* **Task requirements**: The data that follows must be transcribed in full and exactly, minus the pictures.

* **Record extracts**:
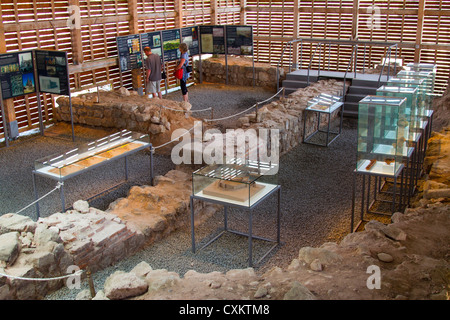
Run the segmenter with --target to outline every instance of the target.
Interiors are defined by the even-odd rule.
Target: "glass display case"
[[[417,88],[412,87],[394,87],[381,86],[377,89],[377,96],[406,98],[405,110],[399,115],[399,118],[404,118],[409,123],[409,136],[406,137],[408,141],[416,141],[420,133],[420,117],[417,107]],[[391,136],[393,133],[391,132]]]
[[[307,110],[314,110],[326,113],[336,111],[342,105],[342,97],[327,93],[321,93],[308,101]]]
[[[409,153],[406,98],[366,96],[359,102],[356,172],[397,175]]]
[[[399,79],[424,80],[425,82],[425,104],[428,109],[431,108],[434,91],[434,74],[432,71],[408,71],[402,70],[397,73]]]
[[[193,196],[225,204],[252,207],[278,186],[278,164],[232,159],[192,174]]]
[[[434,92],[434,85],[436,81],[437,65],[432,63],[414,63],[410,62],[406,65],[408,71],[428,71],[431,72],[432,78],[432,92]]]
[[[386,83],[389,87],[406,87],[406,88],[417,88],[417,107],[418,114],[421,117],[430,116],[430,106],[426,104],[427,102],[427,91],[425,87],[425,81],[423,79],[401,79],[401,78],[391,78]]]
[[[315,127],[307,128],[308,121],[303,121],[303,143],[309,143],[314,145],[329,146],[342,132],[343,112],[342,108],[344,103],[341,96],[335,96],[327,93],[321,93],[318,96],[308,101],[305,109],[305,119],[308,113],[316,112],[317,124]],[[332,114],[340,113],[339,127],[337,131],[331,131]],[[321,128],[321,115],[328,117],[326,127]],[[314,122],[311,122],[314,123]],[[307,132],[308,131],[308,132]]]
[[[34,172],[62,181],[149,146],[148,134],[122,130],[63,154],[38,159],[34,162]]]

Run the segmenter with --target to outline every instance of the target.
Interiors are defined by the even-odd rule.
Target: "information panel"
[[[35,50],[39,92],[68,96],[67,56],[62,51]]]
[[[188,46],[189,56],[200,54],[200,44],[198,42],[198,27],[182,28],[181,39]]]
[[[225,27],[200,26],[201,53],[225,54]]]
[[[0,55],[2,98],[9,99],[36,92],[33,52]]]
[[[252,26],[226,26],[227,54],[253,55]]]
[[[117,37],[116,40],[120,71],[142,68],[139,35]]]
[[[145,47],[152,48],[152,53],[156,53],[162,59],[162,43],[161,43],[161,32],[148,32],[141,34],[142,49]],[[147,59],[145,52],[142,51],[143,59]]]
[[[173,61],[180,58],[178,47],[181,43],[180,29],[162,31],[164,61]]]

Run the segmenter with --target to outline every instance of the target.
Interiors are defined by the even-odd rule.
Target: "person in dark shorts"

* **Solution to the problem**:
Run the segmenter with --target to outline every instance of the target.
Interiors are defined by the even-odd rule.
Target: "glass display case"
[[[417,88],[412,87],[394,87],[381,86],[377,89],[377,96],[406,98],[405,110],[399,115],[399,118],[404,118],[409,123],[409,136],[406,137],[408,141],[416,141],[420,133],[420,117],[417,107]],[[391,136],[393,133],[391,132]]]
[[[307,110],[314,110],[326,113],[336,111],[342,105],[342,97],[327,93],[321,93],[308,101]]]
[[[409,153],[406,98],[366,96],[359,102],[356,172],[397,175]]]
[[[399,79],[424,80],[425,82],[425,104],[428,109],[431,108],[434,91],[434,74],[432,71],[408,71],[402,70],[397,73]]]
[[[193,196],[225,204],[252,207],[278,186],[278,164],[232,159],[192,174]]]
[[[434,92],[434,85],[436,81],[437,65],[432,63],[414,63],[410,62],[406,65],[408,71],[428,71],[431,72],[432,78],[432,92]]]
[[[386,83],[389,87],[406,87],[406,88],[417,88],[417,107],[418,114],[421,117],[430,116],[430,106],[426,104],[427,102],[427,91],[425,87],[425,81],[423,79],[401,79],[401,78],[391,78]]]
[[[315,127],[307,128],[308,121],[303,121],[303,143],[309,143],[314,145],[329,146],[342,132],[343,112],[342,108],[344,103],[341,96],[335,96],[327,93],[321,93],[318,96],[308,101],[305,109],[305,119],[308,113],[316,112],[317,124]],[[332,114],[340,113],[339,127],[337,131],[331,131]],[[321,128],[321,115],[328,117],[326,127]],[[314,122],[311,122],[314,123]],[[307,132],[308,131],[308,132]]]
[[[34,172],[62,181],[149,146],[148,134],[122,130],[63,154],[38,159],[34,162]]]

Run the segmenter with --target to outline every instance of the target.
Interiors are defined by the even-odd rule.
Target: "information panel"
[[[35,50],[39,92],[68,96],[67,56],[62,51]]]
[[[188,46],[189,56],[200,54],[200,44],[198,42],[198,27],[182,28],[181,39]]]
[[[225,27],[200,26],[201,53],[225,54]]]
[[[0,55],[2,98],[9,99],[36,92],[33,52]]]
[[[252,26],[226,26],[227,54],[253,55]]]
[[[117,37],[116,40],[120,71],[142,68],[139,35]]]
[[[145,47],[152,48],[152,53],[156,53],[162,59],[162,43],[161,43],[161,32],[148,32],[141,34],[142,49]],[[147,59],[145,52],[142,51],[143,59]]]
[[[173,61],[180,58],[178,47],[181,43],[180,29],[162,31],[164,61]]]

Run the segmenter with --target to outline every instance of the target.
Interiors are defined by the even-odd rule.
Target: "person in dark shorts"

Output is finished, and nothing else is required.